— Start of ENTRIES SHOWN —

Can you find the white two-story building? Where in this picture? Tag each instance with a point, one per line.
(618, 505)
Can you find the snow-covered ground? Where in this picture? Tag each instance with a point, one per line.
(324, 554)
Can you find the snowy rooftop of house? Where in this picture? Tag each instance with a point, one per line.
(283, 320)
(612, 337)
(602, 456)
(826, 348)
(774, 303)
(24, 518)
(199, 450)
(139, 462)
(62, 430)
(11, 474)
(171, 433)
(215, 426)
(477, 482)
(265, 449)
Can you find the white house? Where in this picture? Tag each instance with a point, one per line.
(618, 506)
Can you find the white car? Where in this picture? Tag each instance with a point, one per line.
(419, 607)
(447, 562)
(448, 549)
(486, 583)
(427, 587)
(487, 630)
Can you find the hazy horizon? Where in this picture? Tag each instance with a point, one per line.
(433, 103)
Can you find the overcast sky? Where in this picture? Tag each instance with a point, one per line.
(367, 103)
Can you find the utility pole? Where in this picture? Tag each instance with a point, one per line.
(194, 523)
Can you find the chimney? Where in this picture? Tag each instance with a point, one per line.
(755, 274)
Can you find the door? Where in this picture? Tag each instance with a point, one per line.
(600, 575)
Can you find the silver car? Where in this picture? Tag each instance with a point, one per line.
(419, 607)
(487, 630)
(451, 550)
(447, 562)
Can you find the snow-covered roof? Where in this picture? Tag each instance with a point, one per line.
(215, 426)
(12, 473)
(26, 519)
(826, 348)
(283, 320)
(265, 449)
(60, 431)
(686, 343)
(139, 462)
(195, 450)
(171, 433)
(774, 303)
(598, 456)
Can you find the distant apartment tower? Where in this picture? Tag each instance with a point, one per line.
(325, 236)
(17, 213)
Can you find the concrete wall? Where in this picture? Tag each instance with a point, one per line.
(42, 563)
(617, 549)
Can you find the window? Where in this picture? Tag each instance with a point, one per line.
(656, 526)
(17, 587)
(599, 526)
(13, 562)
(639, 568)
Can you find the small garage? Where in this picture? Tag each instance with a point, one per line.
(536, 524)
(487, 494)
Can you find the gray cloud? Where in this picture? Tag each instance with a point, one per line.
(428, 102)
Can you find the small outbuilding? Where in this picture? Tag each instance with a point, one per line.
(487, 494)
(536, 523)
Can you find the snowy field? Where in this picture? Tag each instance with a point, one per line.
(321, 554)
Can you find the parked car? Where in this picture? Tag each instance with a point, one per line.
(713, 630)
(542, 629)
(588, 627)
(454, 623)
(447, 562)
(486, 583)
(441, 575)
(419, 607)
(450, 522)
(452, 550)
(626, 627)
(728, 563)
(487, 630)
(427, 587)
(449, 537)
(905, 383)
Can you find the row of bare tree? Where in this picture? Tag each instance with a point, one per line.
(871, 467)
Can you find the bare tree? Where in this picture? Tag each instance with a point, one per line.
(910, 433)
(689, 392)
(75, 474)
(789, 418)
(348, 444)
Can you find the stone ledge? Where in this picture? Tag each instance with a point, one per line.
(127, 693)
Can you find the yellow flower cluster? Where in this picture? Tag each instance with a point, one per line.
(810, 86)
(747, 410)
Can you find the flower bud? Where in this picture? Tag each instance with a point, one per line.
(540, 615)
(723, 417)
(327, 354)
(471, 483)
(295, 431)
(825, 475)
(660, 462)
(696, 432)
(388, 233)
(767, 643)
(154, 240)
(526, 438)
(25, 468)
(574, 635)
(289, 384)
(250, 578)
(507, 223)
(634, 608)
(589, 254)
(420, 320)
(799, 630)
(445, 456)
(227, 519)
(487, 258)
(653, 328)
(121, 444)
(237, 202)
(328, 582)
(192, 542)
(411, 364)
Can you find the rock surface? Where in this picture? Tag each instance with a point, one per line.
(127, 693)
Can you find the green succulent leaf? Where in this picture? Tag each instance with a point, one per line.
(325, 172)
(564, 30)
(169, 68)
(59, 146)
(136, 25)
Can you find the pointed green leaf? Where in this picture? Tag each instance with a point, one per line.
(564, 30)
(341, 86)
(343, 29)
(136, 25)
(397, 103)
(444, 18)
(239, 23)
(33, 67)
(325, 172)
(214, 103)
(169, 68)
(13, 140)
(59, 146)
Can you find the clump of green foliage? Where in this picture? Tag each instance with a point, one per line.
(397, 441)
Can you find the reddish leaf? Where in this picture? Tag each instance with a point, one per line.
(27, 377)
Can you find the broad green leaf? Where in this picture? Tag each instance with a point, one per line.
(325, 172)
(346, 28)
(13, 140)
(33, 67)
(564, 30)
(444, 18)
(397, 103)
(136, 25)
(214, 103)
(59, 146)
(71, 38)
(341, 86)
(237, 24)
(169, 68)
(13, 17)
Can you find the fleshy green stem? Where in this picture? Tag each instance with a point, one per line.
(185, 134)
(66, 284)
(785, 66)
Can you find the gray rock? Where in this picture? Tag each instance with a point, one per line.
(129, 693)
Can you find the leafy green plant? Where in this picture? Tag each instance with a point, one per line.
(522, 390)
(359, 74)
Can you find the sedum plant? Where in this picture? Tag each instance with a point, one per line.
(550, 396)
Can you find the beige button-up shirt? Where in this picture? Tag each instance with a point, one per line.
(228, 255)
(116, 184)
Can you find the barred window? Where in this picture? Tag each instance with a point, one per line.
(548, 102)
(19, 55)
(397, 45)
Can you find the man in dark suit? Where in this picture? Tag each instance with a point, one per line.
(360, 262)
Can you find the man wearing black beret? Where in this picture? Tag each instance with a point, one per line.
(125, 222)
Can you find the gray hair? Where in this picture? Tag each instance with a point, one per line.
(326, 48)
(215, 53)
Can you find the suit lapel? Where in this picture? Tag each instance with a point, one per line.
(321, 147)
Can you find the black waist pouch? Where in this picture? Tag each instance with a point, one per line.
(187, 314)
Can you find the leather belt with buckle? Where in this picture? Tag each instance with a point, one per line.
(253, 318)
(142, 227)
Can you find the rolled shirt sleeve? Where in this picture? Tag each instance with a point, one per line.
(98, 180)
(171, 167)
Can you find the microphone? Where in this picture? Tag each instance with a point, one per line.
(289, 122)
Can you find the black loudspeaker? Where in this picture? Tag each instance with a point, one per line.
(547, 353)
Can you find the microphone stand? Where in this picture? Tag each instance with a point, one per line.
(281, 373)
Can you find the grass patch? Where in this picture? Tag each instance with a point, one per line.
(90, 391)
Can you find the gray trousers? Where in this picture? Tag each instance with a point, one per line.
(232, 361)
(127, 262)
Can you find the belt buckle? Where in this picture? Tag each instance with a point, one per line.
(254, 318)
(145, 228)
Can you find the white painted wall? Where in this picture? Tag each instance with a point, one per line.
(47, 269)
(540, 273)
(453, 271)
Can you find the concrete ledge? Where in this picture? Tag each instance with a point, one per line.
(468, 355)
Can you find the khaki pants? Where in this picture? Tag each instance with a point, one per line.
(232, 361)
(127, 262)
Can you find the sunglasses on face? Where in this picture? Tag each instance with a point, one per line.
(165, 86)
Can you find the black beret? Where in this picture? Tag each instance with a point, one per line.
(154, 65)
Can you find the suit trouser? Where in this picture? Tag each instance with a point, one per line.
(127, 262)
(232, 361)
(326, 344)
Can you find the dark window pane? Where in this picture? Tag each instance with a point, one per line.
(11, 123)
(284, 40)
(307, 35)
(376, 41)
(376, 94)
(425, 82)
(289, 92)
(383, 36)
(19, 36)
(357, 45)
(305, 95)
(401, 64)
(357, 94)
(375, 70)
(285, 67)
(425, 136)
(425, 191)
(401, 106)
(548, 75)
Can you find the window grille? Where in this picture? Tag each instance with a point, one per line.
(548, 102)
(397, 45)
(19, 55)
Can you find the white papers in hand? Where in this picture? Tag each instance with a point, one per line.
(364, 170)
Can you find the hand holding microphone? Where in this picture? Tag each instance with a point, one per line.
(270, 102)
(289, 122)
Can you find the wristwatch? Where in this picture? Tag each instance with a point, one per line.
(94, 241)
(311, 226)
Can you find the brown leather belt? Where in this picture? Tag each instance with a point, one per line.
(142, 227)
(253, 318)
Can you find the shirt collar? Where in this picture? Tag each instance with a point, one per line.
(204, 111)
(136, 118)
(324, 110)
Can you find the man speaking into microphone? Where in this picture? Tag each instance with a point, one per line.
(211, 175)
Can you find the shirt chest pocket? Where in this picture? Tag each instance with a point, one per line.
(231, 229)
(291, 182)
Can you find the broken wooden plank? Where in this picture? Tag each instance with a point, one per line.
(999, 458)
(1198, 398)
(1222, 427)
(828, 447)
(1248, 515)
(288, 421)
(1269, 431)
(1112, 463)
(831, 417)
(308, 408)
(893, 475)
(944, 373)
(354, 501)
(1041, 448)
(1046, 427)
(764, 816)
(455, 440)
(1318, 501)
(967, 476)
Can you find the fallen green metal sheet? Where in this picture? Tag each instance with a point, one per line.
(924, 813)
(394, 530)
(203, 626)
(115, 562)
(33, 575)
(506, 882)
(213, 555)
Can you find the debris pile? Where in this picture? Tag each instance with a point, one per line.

— End of ENTRIES SHOWN —

WORK TO BE COMPLETED >>
Copy each line exactly, from the line containing "Can you find the broken" down to the last line of the material, and no other lines.

TASK ANSWER >>
Can you find the broken wooden plank? Where in this picture? Tag each instance with a point, one per line.
(999, 458)
(1198, 398)
(1222, 427)
(828, 447)
(1248, 515)
(288, 421)
(1269, 431)
(1112, 463)
(831, 417)
(308, 408)
(893, 475)
(944, 373)
(354, 501)
(1041, 448)
(1046, 427)
(764, 816)
(455, 440)
(1318, 501)
(967, 476)
Can you find the fallen green metal sheet? Where in this picture? Tag each instance with a point, one per line.
(924, 813)
(394, 530)
(203, 626)
(115, 562)
(33, 575)
(506, 882)
(213, 555)
Can you find the debris pile? Where in this picture? Tag each instance with a point, one per line.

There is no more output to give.